In 1971, a new contraceptive intrauterine device (IUD) hit the market with much fanfare. The makers of the Dalkon Shield probably expected to make history by advancing birth control. Instead, they became defendants in one of the largest mass torts in U.S. history.
Today, another IUD is being linked to widespread injury. Many wonder if the makers of Mirena have revived Dalkon Shield’s painful legacy.
The Dalkon Shield promised to offer women “a superior modern contraceptive.” The device manufacturer, A.H. Robins, sold about 2.8 million units in the United States between 1971 and 1974. But by the mid-1980s, the company had crumpled under allegations it marketed the device as safe and effective despite knowing the risks for life-threatening pelvic infections.
According to The New York Times, A.H. Robbins and its insurer paid $530 million to dispose of Dalkon Shield litigation. New cases were being filed at a rate of 400 per day before the trust was established.
By the time the Dalkon Shield saga ended, more than 400,000 claims were resolved. A trust was established to continue compensating victims following A.H. Robbins’ bankruptcy. That trust closed in 2000 after paying out more than $3 billion in claims.
A.H. Robins eventually filed for bankruptcy in the wake of claims by hundreds of thousands of women who were injured by its device. And stigma drove IUDs into disfavor and virtually off the U.S. market.
Four decades later, research suggests that a new generation of childbearing women is embracing IUDs. In 2001, Bayer Pharmaceuticals introduced Mirena, one of the few IUDs available on the U.S. market. Estimates are that more than 2 million women use the device.
Bayer promises these women users that Mirena is a highly effective contraceptive. The company focuses much of Mirena’s marketing on being “over 99 percent effective.”
How does Mirena remind of the Dalkon Shield? Because Mirena is linked to perforation of the uterus, a painful condition that can lead to many other complications, including infertility and dangerous infections.
According to news reports, thousands of women have been injured by Mirena. Lawsuit are already being filed. Additionally, the U.S. Food and Drug Administration (FDA) has tens of thousands of complaints about Mirena injuries.
Bayer stands by Mirena’s safety and effectiveness.
Dozens of Mirena lawsuits are on file in federal court, prompting a judicial panel to centralize cases in the U.S. District Court for the Southern District of New York. Several claims have also been filed in New Jersey and other state courts.
For those who remember the mass tort against A.H. Robins during the 1980s, the specter of Dalkon Shield lingers amid news of Mirena’s alleged risks and Bayer’s legal woes. But serious accusations against Bayer are also a cause for concern among those who may not remember the pain and suffering caused by the early IUD. That’s because, like A.H. Robins, Bayer stands accused of concealing the full extent of Mirena’s risks. As a result, the steadily growing Mirena litigation is likely to garner significant attention.

--- Input data ---

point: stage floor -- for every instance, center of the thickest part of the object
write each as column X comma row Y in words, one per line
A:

--- Task details ---
Reproduce word for word the part of the article on IUD lawsuits starting with "A.H. Robins eventually" and going on through "off the U.S. market.". The lines have nothing to do with the article on IUD lawsuits.

--- The answer ---
A.H. Robins eventually filed for bankruptcy in the wake of claims by hundreds of thousands of women who were injured by its device. And stigma drove IUDs into disfavor and virtually off the U.S. market.